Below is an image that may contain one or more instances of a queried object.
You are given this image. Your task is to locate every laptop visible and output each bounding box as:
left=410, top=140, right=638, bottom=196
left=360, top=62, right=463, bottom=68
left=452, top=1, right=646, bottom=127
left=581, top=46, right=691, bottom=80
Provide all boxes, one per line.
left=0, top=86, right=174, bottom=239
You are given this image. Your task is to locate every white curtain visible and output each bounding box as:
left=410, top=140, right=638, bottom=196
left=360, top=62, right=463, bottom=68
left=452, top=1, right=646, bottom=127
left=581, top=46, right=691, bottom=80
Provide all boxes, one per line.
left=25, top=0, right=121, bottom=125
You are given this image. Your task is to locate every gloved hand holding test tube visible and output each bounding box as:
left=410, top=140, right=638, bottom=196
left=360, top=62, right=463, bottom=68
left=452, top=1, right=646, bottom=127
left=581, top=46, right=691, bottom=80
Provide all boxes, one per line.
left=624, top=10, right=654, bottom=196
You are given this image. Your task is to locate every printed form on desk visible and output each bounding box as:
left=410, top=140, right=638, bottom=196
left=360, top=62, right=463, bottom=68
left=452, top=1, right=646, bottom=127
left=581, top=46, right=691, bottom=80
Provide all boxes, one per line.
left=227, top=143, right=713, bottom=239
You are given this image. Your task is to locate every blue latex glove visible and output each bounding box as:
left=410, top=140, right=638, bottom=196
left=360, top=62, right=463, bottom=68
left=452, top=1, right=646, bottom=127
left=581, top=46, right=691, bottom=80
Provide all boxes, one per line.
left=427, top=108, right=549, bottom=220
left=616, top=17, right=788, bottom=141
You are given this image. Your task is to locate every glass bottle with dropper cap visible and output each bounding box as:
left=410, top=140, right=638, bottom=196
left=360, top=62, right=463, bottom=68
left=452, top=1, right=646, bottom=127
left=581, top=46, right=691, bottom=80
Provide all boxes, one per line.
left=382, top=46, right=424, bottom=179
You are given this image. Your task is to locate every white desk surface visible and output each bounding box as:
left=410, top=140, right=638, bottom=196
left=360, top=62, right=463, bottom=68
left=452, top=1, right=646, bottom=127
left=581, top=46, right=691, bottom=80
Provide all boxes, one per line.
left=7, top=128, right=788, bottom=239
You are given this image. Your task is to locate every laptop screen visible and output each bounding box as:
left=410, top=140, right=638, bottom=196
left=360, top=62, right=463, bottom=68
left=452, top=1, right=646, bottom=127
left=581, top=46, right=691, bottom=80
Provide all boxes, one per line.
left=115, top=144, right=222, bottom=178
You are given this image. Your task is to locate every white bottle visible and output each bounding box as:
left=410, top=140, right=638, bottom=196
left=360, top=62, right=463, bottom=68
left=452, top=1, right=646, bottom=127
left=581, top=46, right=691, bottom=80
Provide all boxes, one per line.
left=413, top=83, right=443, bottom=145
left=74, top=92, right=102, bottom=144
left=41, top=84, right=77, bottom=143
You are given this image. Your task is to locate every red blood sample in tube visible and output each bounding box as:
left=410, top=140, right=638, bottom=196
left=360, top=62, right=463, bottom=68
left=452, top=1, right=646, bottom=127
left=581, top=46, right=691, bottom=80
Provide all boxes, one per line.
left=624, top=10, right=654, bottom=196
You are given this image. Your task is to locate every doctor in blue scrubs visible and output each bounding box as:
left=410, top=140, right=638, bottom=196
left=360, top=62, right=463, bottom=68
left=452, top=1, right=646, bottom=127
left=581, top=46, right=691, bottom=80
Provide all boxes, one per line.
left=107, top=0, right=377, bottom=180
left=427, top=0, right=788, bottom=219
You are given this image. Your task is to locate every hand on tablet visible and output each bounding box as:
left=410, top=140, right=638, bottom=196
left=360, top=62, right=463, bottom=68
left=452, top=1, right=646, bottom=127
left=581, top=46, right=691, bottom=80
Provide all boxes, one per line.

#### Short exercise
Rewrite the records above, putting "in view" in place of every "visible" and leaving everything else unchanged.

#### Written response
Below is an image that may contain one or more instances of a queried object.
You are given this image. Your task is to locate every laptop in view and output each bounding box as:
left=410, top=140, right=638, bottom=196
left=360, top=62, right=463, bottom=68
left=452, top=1, right=646, bottom=127
left=581, top=46, right=691, bottom=80
Provide all boxes, one per line.
left=0, top=86, right=174, bottom=239
You are given this image. Your task is to locate every white curtain in view and output each bounding box as:
left=410, top=140, right=638, bottom=196
left=360, top=62, right=463, bottom=68
left=452, top=1, right=646, bottom=127
left=581, top=46, right=691, bottom=80
Provide all boxes, one per line.
left=25, top=0, right=121, bottom=125
You are given this image. Your task is to locate every gloved hand holding test tube in view and output each bounding box as:
left=410, top=140, right=638, bottom=196
left=360, top=62, right=463, bottom=68
left=452, top=1, right=646, bottom=127
left=581, top=46, right=691, bottom=80
Provide all boxes, one per line.
left=624, top=10, right=654, bottom=196
You are given this image. Your task is to locate every printed form on desk in view and output each bounding box as:
left=410, top=140, right=638, bottom=196
left=360, top=62, right=463, bottom=68
left=452, top=1, right=646, bottom=127
left=581, top=46, right=691, bottom=80
Provide all boxes, one per line.
left=227, top=143, right=713, bottom=239
You are given this image. Your task is to locate every blue latex glove in view and output each bounding box as:
left=410, top=140, right=638, bottom=196
left=360, top=62, right=463, bottom=68
left=452, top=1, right=646, bottom=127
left=581, top=46, right=691, bottom=80
Provide all boxes, one per line.
left=427, top=108, right=549, bottom=220
left=616, top=17, right=788, bottom=141
You are given this image. Your task is to locate every glass bottle with dropper cap in view and output each bounding box as:
left=410, top=140, right=638, bottom=196
left=360, top=62, right=463, bottom=68
left=452, top=1, right=646, bottom=127
left=581, top=46, right=691, bottom=80
Provide all boxes, one per line.
left=382, top=46, right=424, bottom=179
You are given this image. Your task is to locate every white desk surface in view and output each bounding box as:
left=410, top=140, right=638, bottom=196
left=360, top=62, right=463, bottom=68
left=452, top=1, right=646, bottom=127
left=581, top=46, right=691, bottom=80
Provide all boxes, one per line.
left=7, top=128, right=788, bottom=239
You are given this image. Your task is to locate every laptop screen in view and output each bounding box as:
left=410, top=140, right=638, bottom=196
left=360, top=62, right=463, bottom=68
left=452, top=1, right=646, bottom=127
left=581, top=46, right=691, bottom=80
Provide all boxes, one per line.
left=115, top=144, right=222, bottom=178
You are given this image. Your task is to locate every white bottle in view and output each bounding box as:
left=410, top=140, right=638, bottom=196
left=360, top=62, right=463, bottom=68
left=452, top=1, right=646, bottom=127
left=581, top=46, right=691, bottom=80
Provide all boxes, one per line.
left=413, top=83, right=443, bottom=145
left=74, top=92, right=102, bottom=144
left=41, top=84, right=77, bottom=143
You are given this image. Your task is to locate every red blood sample in tube in view and output each bounding box as:
left=410, top=140, right=638, bottom=196
left=360, top=62, right=463, bottom=68
left=452, top=1, right=646, bottom=127
left=581, top=46, right=691, bottom=80
Provide all boxes, one per line.
left=624, top=10, right=654, bottom=196
You are given this image. Your task is to locate every doctor in blue scrubs in view and output each bounding box as:
left=410, top=140, right=638, bottom=196
left=360, top=62, right=463, bottom=68
left=452, top=1, right=646, bottom=127
left=581, top=46, right=691, bottom=80
Provide all boxes, one per line.
left=107, top=0, right=377, bottom=180
left=427, top=0, right=788, bottom=219
You are given this image. Your task is to locate every hand on tablet in view and output each bounding box as:
left=410, top=140, right=638, bottom=196
left=360, top=62, right=463, bottom=68
left=452, top=1, right=646, bottom=127
left=581, top=46, right=691, bottom=80
Provide all boxes, one per line.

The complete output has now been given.